Interview d’Edwin Grimm, formateur et coach spécialisé dans les problématiques de désengagement et de mieux-vivre au travail, par Sophie Herrault – coach en motivation et intelligence émotionnelle et romancière (www.livre.sophieherrault.fr)

Son approche : Remettre l’humain au cœur de la gestion d’entreprise


1. Présentation d’Edwin Grimm

Sophie Herrault : Bonjour à tous ! J’ai rencontré Edwin Grimm il y a quelques années et nos passions communes pour le développement personnel et l’aïkido nous ont rapprochés. Edwin Grimm est spécialisé dans les problématiques de désengagement et de mieux-vivre au travail et les impacts que cela représente financièrement pour l’entreprise. Il a accepté de vous en dire plus dans cette interview.

Sophie Herrault : Peux-tu nous expliquer ton parcours de vie ?

Edwin Grimm : J’ai un cursus universitaire en Sciences Économiques. J’ai travaillé pendant 10 ans dans le secteur de la communication (édition, impression, internet, presse, événementiel, packaging) comme directeur de clientèle. J’ai eu l’opportunité ensuite de travailler pour un groupe international dans l’immobilier d’entreprise comme directeur de centres de profit. En 2009, j’ai eu un accident de moto qui a bousculé mon système valeur et j’ai décidé de quitter Paris pour avoir la vie que je souhaitais. Vivre près de la mer, dans une ville à taille humaine, choisir un travail satisfaisant etc … et créer ma propre activité.

Consigne: Relevez, dans l'entretien ci-dessus, tous les domaines du secteur de la communication qu'Edwin Grimm énumère pour décrire ses dix années comme directeur de clientèle.

Données fournies:
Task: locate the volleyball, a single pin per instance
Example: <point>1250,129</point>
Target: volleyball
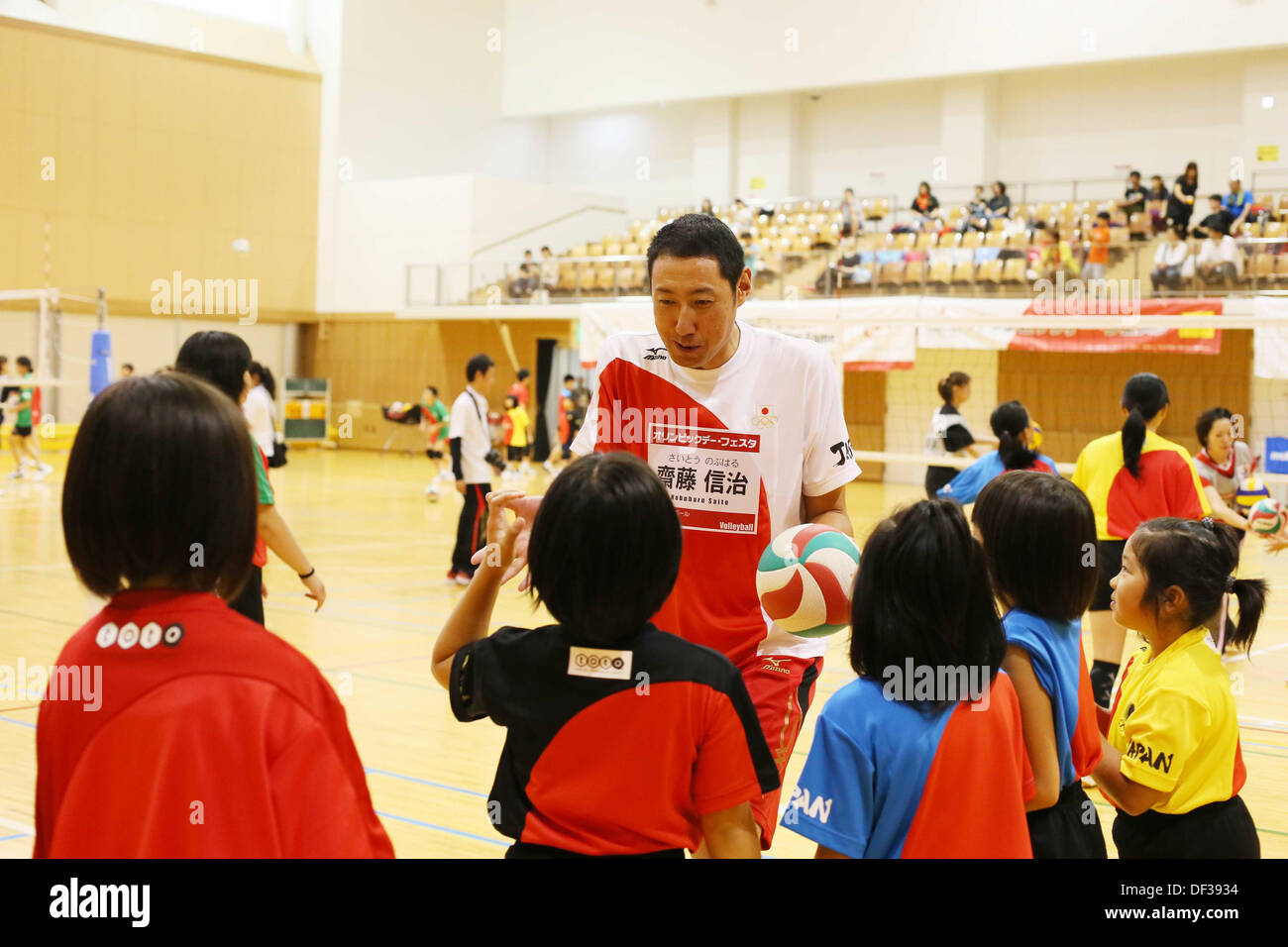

Exercice corrigé:
- édition
- impression
- internet
- presse
- événementiel
- packaging